» **Problem**
Begin at the line containing "the soccer ball" and copy each line exactly through the end of the records, leaving out what comes before.

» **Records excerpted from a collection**
===

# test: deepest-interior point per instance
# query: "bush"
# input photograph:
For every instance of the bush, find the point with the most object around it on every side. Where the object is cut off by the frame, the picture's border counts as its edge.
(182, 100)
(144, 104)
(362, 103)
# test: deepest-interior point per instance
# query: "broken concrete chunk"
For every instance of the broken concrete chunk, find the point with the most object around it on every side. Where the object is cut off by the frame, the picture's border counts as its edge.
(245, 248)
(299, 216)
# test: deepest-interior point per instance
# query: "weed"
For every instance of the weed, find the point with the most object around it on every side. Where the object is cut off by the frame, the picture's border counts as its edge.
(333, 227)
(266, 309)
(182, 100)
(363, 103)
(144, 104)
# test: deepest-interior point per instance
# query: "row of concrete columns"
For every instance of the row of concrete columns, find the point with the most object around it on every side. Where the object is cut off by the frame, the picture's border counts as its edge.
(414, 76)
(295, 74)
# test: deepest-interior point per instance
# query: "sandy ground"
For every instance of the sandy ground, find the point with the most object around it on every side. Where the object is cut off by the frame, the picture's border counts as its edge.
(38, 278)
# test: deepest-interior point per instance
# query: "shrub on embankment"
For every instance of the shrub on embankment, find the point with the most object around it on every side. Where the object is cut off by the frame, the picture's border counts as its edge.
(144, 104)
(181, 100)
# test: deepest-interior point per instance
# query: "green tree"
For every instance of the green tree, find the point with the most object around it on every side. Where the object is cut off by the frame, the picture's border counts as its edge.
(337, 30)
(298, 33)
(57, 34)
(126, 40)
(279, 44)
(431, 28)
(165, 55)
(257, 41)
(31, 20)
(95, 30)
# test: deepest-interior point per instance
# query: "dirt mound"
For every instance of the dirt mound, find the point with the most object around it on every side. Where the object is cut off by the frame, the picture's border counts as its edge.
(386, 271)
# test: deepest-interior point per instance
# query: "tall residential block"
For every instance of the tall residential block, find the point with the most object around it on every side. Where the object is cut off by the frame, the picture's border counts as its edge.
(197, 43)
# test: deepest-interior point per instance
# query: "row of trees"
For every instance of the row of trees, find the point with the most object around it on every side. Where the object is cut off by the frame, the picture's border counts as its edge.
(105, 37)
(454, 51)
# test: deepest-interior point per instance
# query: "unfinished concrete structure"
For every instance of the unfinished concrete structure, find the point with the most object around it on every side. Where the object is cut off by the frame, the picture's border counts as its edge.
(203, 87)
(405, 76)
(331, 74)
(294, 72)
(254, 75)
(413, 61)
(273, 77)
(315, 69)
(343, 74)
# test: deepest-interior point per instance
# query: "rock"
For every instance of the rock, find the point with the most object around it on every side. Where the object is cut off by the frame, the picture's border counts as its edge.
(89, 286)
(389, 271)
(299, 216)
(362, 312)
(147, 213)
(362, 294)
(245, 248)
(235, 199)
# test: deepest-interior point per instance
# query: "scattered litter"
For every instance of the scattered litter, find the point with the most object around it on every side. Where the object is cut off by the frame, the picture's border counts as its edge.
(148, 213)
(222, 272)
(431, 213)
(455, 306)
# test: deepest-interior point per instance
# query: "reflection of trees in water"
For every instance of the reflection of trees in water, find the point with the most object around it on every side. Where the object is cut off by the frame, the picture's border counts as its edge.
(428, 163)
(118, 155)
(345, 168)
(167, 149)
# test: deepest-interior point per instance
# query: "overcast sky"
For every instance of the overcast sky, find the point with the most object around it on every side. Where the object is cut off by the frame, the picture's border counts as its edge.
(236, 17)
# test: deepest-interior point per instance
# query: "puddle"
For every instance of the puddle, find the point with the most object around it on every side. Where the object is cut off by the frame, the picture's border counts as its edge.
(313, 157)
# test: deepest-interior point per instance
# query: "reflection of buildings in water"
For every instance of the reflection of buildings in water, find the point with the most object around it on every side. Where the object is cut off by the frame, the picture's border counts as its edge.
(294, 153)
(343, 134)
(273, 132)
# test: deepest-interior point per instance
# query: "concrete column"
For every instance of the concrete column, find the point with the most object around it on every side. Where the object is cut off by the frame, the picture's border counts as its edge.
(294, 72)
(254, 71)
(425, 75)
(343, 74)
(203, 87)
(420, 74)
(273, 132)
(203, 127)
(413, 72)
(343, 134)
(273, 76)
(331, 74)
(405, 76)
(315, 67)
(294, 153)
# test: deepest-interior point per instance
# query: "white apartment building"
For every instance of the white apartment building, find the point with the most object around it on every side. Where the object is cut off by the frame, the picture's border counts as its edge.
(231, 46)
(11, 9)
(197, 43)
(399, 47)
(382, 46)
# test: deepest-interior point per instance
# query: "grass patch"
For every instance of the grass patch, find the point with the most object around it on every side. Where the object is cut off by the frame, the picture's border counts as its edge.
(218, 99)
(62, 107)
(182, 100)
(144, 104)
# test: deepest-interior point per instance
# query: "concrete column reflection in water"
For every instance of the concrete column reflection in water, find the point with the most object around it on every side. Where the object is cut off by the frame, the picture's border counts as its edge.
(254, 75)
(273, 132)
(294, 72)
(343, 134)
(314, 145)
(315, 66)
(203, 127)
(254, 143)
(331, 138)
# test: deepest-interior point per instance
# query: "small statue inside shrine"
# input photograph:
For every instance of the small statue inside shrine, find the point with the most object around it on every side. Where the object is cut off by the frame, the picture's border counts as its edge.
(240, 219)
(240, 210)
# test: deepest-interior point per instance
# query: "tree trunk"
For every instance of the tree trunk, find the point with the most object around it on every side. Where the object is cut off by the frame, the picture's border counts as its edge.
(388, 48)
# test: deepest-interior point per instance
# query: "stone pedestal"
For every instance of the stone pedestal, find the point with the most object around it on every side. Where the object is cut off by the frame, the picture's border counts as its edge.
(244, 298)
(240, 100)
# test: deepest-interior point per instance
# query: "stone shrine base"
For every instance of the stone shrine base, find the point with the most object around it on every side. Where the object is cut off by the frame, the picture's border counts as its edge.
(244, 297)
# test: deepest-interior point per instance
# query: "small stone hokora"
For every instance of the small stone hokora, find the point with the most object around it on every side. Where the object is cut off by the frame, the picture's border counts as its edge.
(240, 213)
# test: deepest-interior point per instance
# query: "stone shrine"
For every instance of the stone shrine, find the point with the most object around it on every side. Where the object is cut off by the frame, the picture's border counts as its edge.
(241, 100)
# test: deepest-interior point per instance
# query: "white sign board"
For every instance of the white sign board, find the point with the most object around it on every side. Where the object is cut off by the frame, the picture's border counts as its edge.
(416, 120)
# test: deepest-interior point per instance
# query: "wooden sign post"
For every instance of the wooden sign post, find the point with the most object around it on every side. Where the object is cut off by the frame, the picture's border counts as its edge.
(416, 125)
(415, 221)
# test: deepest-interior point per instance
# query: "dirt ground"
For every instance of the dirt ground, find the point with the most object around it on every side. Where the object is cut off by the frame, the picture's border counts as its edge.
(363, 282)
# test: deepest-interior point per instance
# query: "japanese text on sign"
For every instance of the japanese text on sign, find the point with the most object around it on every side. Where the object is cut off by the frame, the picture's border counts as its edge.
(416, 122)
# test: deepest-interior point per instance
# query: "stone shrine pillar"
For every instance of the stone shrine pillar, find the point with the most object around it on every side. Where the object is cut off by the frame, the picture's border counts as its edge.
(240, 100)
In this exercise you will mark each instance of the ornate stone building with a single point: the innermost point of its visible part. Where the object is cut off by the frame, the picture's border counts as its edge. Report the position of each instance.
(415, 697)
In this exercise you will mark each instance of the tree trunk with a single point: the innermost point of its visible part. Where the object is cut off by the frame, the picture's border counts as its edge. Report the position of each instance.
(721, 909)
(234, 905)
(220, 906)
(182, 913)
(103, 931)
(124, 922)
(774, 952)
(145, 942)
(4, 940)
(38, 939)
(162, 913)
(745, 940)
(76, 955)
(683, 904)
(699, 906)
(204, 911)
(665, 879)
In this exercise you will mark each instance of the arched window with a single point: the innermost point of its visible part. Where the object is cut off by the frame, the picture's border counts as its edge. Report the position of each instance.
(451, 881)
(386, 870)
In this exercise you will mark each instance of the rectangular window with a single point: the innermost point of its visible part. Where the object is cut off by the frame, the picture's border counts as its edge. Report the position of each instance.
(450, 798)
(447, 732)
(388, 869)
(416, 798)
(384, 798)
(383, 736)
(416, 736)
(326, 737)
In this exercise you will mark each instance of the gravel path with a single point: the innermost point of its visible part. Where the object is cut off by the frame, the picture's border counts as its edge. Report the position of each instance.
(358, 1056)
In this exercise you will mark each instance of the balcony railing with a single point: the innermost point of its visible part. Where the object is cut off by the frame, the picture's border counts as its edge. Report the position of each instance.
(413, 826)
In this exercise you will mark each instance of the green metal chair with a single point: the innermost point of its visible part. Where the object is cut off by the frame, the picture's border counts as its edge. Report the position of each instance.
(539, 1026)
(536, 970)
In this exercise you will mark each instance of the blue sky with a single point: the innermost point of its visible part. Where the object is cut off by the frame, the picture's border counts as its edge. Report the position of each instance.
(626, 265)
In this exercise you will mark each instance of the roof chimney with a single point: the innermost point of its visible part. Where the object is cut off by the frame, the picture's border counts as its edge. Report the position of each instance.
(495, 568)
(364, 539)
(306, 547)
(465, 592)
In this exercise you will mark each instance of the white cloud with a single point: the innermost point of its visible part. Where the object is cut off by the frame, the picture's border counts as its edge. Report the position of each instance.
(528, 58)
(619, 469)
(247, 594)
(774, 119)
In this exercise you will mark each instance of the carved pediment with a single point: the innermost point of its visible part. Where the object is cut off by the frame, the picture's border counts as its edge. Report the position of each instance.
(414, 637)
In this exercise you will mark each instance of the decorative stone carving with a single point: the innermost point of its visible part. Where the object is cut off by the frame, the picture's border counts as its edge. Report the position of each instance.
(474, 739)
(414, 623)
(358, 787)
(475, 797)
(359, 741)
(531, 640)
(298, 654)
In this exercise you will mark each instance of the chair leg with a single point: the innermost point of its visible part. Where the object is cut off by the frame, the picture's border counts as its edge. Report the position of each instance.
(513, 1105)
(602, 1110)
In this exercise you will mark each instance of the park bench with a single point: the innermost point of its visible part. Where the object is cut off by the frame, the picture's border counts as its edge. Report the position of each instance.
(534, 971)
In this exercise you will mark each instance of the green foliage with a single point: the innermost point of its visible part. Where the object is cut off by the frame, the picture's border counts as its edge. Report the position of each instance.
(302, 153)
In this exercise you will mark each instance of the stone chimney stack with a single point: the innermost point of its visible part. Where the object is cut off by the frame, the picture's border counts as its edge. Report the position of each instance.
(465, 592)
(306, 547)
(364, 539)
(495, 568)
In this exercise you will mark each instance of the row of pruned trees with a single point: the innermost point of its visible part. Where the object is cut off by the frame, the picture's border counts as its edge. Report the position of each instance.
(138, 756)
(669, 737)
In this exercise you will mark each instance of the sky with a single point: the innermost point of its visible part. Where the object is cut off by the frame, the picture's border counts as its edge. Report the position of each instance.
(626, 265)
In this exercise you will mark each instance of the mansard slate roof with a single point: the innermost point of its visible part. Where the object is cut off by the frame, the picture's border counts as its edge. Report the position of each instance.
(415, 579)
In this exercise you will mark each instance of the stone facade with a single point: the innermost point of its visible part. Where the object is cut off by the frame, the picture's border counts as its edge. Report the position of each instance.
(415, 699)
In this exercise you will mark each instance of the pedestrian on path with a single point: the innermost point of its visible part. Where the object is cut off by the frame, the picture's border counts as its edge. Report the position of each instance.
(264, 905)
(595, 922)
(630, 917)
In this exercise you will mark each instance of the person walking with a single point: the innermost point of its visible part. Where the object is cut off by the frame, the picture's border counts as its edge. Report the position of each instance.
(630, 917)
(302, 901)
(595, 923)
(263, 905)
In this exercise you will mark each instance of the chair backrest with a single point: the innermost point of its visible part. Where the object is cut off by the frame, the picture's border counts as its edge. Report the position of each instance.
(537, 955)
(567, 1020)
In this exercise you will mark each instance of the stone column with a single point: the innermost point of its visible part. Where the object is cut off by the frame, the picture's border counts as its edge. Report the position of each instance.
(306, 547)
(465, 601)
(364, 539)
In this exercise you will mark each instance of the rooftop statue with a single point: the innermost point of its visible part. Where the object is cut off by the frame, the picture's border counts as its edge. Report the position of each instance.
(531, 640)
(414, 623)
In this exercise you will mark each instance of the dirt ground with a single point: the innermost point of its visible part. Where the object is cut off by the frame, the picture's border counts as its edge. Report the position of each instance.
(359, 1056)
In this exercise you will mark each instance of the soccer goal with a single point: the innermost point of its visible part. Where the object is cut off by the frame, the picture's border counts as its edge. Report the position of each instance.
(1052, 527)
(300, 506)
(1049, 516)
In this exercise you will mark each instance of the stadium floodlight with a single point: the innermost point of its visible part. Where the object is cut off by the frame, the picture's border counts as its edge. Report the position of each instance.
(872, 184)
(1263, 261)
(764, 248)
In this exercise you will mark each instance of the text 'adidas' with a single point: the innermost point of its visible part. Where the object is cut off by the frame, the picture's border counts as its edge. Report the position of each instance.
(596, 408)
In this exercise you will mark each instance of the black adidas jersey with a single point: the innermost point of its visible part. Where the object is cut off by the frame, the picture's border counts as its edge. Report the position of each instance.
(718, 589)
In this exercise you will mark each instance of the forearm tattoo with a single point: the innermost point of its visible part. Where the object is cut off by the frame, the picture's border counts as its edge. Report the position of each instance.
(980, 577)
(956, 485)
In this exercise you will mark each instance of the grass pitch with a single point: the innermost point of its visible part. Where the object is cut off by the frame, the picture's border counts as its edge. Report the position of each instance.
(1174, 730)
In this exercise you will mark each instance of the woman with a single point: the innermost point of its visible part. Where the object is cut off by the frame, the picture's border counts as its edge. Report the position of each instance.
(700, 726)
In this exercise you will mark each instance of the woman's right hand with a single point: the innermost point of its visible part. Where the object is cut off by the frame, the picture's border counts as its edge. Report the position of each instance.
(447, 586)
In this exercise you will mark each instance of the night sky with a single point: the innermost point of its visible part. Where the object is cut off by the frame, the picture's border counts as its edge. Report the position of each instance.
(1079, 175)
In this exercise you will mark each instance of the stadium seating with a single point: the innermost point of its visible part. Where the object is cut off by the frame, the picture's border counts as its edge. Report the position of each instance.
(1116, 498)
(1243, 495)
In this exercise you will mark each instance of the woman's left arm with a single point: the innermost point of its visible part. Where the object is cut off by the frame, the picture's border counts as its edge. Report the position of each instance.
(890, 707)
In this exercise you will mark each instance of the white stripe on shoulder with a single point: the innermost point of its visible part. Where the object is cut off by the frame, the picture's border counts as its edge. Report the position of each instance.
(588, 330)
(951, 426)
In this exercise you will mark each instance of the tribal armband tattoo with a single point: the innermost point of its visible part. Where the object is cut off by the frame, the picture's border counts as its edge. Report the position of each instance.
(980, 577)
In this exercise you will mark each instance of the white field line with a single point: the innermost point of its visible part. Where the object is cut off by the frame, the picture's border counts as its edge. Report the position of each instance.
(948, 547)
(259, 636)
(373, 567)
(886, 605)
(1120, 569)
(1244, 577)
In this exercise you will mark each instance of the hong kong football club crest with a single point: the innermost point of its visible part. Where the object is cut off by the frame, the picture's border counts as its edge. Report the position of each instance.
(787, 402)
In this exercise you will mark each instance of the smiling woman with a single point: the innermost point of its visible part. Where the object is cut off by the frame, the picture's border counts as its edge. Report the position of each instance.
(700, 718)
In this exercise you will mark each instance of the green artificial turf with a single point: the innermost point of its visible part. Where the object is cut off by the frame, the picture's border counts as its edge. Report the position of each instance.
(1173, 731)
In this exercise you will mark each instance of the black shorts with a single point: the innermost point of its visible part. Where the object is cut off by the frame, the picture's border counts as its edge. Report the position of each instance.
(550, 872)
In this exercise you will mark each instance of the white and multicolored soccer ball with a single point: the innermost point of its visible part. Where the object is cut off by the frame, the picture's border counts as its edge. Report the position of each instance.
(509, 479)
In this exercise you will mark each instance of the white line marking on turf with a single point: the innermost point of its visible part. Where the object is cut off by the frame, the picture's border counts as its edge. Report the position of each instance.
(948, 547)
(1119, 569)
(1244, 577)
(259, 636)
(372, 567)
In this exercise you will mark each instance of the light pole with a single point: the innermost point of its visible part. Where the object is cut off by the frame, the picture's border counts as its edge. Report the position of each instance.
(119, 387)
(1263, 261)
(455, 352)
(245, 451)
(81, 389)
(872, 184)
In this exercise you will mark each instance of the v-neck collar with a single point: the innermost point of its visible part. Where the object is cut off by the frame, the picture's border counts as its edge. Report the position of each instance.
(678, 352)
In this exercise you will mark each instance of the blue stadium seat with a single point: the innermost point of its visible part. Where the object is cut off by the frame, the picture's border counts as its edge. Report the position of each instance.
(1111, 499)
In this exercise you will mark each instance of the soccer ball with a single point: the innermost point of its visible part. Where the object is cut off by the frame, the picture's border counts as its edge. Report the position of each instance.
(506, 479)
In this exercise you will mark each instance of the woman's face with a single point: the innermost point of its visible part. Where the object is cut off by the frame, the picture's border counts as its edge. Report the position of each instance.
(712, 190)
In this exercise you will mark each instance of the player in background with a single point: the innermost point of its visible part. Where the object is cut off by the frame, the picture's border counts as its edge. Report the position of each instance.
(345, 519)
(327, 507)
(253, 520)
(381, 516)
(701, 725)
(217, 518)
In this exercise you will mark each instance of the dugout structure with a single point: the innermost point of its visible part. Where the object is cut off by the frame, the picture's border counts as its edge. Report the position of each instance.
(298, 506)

===

» **Answer section**
In this exercise you will mark each instance of the soccer ball with a single point: the innermost point of its visible part. Where the object is cut off by the frame, the picture's border counts as its edge. Report the position of each instance.
(506, 479)
In this exercise you will mark each instance of the woman's face with a single point: the innermost point of its visible part. Where the object is cut off by the frame, the picture's border counts as its edge. Report the position of each instance.
(712, 190)
In this exercise you will mark each instance of the player in background with a single point: the innermost point of its visible part. Where the object is cut off by the frame, the picture's border counts as its edge. Report the position of each instance.
(345, 519)
(327, 507)
(253, 520)
(381, 516)
(701, 725)
(217, 518)
In this exercise you will mark each instance of the dugout structure with a single point: the innermost point of its visible part. Where the object is cut off by the frame, the picture's border counts as its edge. Report the position of each instance.
(298, 506)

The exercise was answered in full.